Instructions to follow: The copy you give must match the listing below exactly and contain no pictures.

Stored data:
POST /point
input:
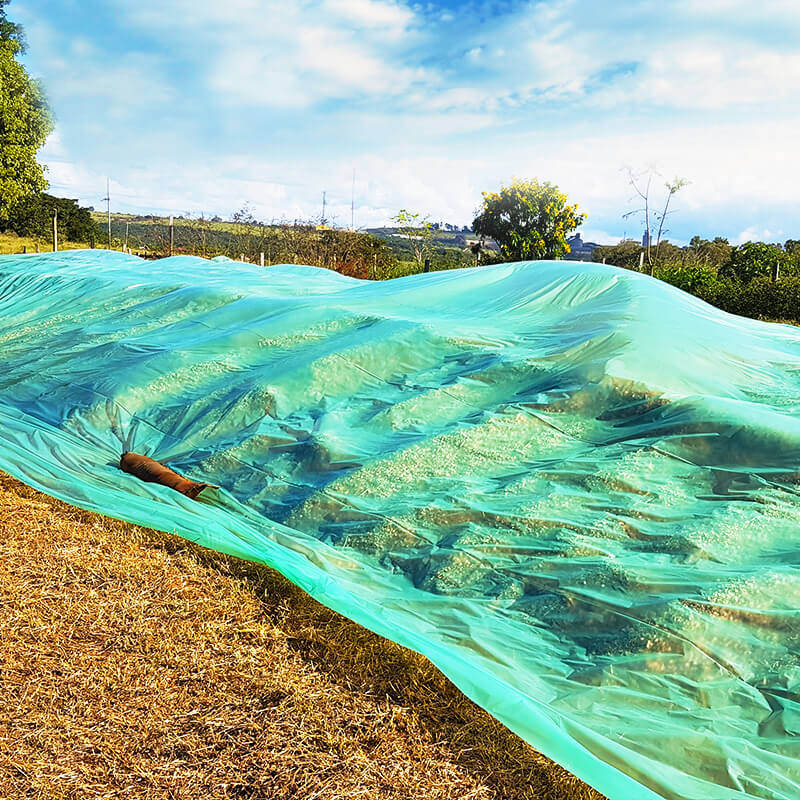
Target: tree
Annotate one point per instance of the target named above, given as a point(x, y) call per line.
point(25, 121)
point(754, 260)
point(528, 220)
point(651, 217)
point(34, 217)
point(418, 230)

Response for this exercise:
POST /point
input:
Target: tree
Annotate one point per instance of the target named above, given as a point(x, y) call per line.
point(25, 121)
point(754, 260)
point(528, 220)
point(651, 217)
point(34, 217)
point(418, 230)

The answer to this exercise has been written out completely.